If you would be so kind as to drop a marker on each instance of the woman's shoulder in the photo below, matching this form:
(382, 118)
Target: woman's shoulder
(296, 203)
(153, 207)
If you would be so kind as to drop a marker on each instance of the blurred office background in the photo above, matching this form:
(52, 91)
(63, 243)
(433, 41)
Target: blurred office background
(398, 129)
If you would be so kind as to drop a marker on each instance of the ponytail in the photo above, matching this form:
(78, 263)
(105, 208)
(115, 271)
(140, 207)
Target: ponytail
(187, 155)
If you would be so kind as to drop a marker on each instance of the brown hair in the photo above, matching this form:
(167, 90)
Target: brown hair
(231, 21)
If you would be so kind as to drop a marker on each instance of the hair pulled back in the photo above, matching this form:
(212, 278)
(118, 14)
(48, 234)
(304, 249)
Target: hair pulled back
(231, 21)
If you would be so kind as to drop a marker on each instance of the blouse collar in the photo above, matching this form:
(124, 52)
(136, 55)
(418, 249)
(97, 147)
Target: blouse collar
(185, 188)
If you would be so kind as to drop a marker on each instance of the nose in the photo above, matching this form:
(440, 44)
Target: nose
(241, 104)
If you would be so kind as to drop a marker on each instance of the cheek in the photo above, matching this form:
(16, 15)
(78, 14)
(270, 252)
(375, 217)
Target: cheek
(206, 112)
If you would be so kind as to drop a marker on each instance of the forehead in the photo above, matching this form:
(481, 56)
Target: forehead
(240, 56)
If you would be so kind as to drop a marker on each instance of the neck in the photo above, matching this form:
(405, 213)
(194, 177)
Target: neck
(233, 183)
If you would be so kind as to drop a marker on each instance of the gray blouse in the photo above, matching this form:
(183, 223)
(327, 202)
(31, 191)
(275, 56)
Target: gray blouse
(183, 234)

++++++++

• **TO DO**: Copy every line of the data that carries the word "above".

• **EXERCISE ANSWER**:
If you would be so kind as to drop a marker on each instance of the blurred office background in the photo above, matching this form:
If you would be so kind as to drop a marker on each instance of the ponytail in the photo above, matching this form:
If you would be so kind as to drop a marker on each instance of the brown hair in the photo above, matching this form:
If you would be so kind as to drop a marker on each instance of the hair pulled back in the photo above, matching this form:
If you would be so kind as to drop a marker on each instance of the blouse collar in the photo above, matching this form:
If you would be so kind as to drop a marker on each instance of the nose in the photo above, matching this form:
If you would be so kind as to drop a marker on each instance of the cheek in the photo above, matching this form:
If you would be so kind as to drop a marker on each instance of the forehead in the photo above, matching this form:
If you would be so kind as to drop a marker on each instance of the neck in the photo above, matching this form:
If you would be so kind as to drop a marker on each instance of the gray blouse in the photo above, matching this form:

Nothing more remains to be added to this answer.